## YOUR TASK
Below are some records; output exactly the lines from the line with "point(1027, 540)" to the line with "point(239, 428)", both ends kept, and nothing more.

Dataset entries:

»»

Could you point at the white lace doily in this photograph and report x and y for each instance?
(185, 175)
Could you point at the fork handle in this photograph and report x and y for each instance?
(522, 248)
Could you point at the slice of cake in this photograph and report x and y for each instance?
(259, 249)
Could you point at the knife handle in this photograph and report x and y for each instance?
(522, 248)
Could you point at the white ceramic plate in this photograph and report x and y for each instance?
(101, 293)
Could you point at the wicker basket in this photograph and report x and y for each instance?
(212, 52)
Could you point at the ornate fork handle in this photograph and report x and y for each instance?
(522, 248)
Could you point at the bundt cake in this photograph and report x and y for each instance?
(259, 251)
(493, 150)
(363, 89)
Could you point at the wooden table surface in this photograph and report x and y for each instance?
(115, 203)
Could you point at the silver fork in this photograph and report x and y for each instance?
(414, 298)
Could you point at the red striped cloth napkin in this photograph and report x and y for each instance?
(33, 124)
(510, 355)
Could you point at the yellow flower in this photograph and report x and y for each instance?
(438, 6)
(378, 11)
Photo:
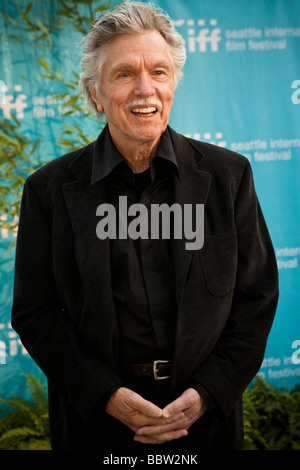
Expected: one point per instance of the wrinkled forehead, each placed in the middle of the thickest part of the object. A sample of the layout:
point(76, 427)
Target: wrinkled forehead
point(149, 49)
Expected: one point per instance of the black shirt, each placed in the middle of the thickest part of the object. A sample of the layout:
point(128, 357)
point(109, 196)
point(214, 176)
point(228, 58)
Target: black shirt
point(142, 269)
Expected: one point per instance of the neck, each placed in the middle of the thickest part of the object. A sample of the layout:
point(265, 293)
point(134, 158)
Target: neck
point(138, 156)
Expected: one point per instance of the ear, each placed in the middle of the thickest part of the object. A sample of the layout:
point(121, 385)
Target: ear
point(97, 100)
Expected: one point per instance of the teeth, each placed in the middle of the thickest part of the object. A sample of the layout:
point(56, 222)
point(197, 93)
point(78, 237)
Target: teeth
point(144, 110)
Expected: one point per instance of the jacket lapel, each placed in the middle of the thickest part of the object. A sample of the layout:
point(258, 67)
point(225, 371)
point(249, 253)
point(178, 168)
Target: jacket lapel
point(192, 188)
point(93, 255)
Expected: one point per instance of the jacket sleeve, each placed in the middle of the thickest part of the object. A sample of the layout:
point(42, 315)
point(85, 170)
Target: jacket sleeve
point(46, 329)
point(239, 351)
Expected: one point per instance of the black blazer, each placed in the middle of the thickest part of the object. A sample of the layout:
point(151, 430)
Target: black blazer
point(227, 292)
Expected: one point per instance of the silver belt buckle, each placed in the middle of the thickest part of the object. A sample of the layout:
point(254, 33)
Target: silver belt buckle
point(155, 364)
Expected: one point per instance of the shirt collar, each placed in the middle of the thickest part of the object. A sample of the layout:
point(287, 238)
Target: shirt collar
point(107, 157)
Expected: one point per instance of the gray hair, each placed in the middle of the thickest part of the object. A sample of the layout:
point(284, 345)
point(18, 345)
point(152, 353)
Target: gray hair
point(127, 18)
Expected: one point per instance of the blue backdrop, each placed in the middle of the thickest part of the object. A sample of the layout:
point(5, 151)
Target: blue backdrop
point(241, 90)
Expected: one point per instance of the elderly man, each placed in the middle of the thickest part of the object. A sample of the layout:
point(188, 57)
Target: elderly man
point(143, 341)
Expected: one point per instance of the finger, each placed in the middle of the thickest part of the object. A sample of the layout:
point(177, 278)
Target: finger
point(161, 438)
point(185, 401)
point(144, 406)
point(174, 408)
point(166, 428)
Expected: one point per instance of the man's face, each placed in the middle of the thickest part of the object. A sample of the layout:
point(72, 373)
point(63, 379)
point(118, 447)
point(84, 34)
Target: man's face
point(137, 87)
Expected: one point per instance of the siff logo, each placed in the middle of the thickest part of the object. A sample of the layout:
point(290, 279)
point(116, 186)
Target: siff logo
point(296, 94)
point(10, 102)
point(202, 37)
point(296, 354)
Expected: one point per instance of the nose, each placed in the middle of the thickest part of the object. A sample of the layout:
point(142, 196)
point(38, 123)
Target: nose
point(144, 86)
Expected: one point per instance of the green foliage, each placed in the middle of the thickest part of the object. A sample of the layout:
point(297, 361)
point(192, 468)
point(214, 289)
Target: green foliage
point(26, 427)
point(18, 154)
point(271, 417)
point(17, 161)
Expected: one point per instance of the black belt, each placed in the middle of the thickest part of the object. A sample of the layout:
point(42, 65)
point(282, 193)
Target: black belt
point(160, 370)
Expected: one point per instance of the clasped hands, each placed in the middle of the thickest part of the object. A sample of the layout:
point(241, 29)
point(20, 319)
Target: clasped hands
point(151, 424)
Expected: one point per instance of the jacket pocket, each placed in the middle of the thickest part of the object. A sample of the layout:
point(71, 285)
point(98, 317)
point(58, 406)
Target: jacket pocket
point(219, 262)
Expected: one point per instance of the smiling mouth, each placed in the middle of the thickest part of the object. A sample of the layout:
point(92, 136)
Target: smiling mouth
point(145, 112)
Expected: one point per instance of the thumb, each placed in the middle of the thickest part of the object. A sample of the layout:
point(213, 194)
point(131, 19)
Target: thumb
point(146, 407)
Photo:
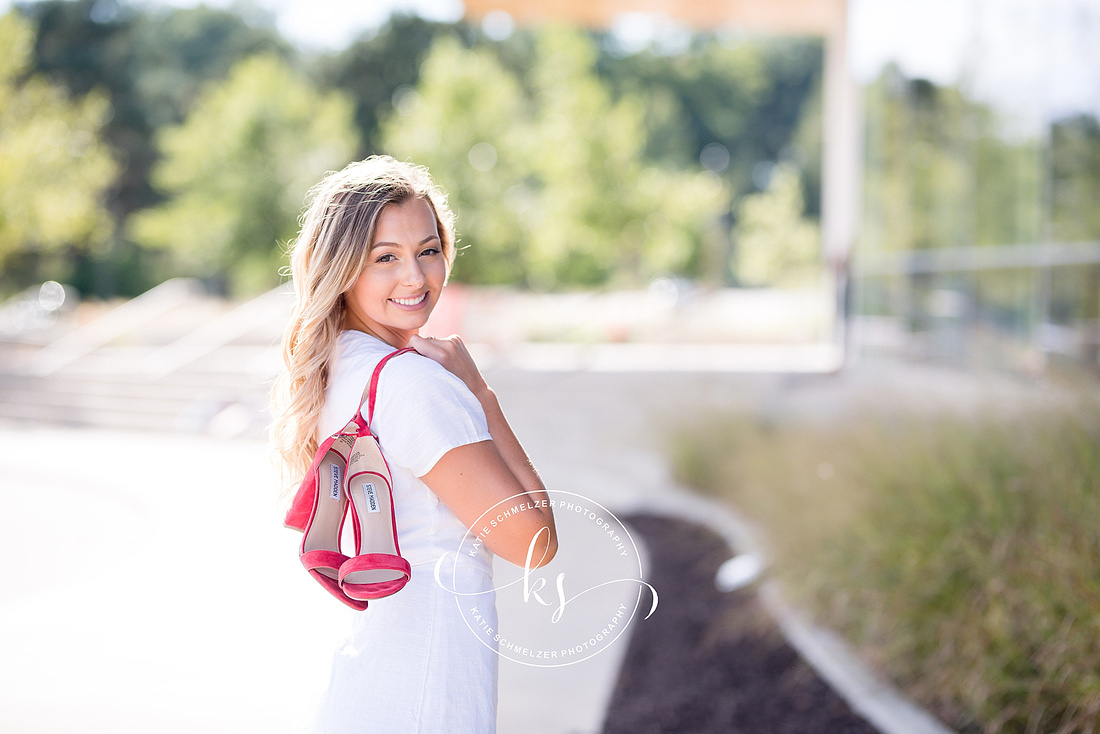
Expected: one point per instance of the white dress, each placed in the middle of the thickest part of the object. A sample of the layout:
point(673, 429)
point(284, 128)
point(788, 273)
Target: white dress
point(410, 663)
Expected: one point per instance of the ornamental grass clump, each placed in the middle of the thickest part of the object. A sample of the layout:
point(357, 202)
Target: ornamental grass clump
point(960, 555)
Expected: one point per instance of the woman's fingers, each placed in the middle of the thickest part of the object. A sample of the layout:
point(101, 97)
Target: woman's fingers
point(453, 355)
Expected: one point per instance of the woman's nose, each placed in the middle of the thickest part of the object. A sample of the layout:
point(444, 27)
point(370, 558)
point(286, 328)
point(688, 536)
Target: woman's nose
point(414, 275)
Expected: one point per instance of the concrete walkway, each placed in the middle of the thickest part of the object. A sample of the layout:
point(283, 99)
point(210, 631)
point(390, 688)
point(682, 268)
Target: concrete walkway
point(149, 584)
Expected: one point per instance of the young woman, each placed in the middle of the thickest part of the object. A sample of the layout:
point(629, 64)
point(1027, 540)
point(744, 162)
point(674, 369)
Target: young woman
point(369, 265)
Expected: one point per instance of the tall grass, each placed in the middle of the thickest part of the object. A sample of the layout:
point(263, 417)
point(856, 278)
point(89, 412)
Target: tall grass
point(961, 556)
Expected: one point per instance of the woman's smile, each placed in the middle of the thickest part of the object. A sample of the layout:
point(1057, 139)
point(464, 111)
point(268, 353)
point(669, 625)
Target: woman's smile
point(414, 303)
point(403, 276)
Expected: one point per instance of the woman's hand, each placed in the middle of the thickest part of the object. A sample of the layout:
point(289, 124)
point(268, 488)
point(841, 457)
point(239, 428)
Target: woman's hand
point(473, 478)
point(455, 359)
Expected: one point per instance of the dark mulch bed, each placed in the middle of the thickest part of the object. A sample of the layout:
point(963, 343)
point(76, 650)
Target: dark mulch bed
point(711, 661)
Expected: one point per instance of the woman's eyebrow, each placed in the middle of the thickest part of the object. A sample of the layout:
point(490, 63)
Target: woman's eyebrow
point(394, 244)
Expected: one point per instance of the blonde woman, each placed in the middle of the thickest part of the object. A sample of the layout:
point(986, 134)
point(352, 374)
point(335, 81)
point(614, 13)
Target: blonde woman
point(374, 253)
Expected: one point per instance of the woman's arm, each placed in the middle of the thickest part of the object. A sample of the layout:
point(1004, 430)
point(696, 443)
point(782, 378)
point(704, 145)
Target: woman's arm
point(473, 478)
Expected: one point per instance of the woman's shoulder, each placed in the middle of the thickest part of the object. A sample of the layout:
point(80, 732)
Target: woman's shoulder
point(360, 352)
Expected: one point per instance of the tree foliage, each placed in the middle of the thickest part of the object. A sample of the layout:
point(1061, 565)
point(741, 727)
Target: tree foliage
point(54, 168)
point(238, 168)
point(774, 243)
point(548, 173)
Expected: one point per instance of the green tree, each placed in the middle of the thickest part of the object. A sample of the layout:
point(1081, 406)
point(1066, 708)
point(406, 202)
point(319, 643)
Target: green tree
point(774, 243)
point(375, 66)
point(152, 63)
point(53, 167)
point(475, 156)
point(548, 174)
point(238, 168)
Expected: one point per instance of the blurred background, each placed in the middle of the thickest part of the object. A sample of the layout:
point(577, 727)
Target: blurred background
point(873, 189)
point(865, 176)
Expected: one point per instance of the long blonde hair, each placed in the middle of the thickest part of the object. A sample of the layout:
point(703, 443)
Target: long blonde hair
point(326, 260)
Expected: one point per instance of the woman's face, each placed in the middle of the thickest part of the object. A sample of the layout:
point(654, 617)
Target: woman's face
point(403, 277)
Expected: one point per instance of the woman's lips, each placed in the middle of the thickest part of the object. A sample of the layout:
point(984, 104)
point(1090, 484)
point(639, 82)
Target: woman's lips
point(413, 303)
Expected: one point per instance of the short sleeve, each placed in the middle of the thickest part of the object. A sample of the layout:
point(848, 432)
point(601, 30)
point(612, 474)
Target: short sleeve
point(422, 412)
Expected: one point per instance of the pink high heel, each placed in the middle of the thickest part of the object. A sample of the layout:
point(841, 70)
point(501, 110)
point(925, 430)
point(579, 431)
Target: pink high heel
point(349, 464)
point(381, 571)
point(320, 545)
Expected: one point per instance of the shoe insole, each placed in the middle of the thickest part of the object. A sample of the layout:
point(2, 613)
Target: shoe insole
point(371, 494)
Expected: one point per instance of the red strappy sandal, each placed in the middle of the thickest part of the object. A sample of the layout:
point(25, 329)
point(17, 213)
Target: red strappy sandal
point(377, 568)
point(320, 505)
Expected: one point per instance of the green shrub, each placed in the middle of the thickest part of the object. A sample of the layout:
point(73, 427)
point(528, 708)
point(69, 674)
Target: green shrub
point(961, 556)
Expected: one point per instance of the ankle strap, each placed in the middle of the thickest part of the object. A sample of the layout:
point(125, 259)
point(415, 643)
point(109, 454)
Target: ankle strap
point(371, 392)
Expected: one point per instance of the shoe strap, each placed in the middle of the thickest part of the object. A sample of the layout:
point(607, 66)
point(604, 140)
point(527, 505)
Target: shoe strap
point(371, 392)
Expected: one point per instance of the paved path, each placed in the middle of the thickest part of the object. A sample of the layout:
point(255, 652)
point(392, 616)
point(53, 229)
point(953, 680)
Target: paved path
point(149, 584)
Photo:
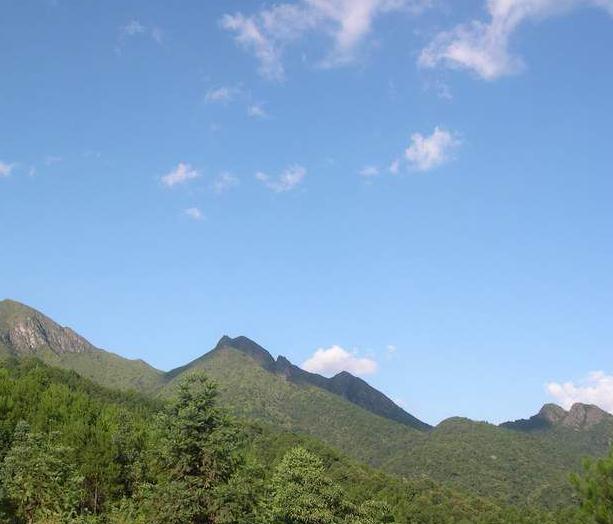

««

## ANSWER
point(1027, 540)
point(744, 162)
point(674, 369)
Target: young woman
point(369, 265)
Expected: one point per instance of the tall grass, each placed in the middle of the thickest part of the object. A sample of the layout:
point(263, 417)
point(856, 278)
point(89, 412)
Target: tall grass
point(961, 556)
Expected: one point per instance of the woman's smile, each placed in the middle of the thickest part of the object. A sample of the layout:
point(1057, 139)
point(464, 111)
point(268, 353)
point(669, 625)
Target: woman's smile
point(414, 303)
point(403, 276)
Expected: one point per instance of the woman's hand, each placed in the middle of the thickest part of the object. A sample of the layout:
point(289, 124)
point(268, 488)
point(841, 457)
point(239, 428)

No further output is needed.